> [Aim of the exercise]:
Among the entries below, count the lines holding the string "soil". Respond with the number alone.

======== Available data ========

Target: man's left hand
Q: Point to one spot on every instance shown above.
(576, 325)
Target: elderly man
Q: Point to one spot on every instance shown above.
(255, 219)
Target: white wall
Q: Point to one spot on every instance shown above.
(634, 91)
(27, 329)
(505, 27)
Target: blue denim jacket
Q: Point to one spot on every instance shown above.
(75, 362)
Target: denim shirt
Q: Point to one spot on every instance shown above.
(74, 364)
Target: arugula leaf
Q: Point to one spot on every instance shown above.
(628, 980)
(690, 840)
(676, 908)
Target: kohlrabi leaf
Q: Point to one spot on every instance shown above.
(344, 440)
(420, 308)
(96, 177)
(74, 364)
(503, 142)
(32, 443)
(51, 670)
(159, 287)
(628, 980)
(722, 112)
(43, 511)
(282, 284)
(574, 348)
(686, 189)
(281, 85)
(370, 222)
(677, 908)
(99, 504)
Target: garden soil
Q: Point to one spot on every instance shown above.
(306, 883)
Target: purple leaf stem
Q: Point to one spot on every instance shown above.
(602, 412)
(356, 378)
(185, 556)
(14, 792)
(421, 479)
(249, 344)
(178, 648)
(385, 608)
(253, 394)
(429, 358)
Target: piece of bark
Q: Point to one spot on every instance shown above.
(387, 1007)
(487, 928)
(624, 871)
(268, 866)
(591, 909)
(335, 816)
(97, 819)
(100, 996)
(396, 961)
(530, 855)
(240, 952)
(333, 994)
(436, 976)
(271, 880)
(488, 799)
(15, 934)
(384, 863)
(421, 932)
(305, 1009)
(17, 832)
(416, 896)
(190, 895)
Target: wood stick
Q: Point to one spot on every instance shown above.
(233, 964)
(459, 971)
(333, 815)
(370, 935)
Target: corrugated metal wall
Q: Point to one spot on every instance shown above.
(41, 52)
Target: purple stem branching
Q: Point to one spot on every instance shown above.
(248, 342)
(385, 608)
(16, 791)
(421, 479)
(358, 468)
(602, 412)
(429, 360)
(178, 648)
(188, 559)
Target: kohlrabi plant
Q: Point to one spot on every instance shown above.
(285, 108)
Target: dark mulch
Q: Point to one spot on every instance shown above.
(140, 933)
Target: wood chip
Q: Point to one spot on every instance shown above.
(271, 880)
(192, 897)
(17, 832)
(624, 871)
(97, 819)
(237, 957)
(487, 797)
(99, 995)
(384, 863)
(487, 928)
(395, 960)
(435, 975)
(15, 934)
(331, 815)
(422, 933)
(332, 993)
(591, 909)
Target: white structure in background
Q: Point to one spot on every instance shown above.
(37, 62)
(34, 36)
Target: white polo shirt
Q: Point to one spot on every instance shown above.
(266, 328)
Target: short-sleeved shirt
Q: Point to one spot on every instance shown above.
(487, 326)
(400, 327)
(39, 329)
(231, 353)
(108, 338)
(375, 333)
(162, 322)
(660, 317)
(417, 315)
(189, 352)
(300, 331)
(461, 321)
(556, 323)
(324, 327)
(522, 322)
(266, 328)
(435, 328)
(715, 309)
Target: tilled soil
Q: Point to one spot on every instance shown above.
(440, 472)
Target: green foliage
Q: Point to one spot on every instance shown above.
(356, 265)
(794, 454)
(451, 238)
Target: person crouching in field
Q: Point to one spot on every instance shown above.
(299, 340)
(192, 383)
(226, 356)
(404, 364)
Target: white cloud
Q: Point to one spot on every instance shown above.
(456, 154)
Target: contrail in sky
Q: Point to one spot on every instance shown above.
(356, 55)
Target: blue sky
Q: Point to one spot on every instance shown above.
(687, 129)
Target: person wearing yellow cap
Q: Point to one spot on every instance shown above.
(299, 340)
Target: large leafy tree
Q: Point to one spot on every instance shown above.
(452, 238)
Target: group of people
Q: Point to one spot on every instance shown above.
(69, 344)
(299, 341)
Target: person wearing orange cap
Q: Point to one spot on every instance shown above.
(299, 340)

========

> [Solution]:
2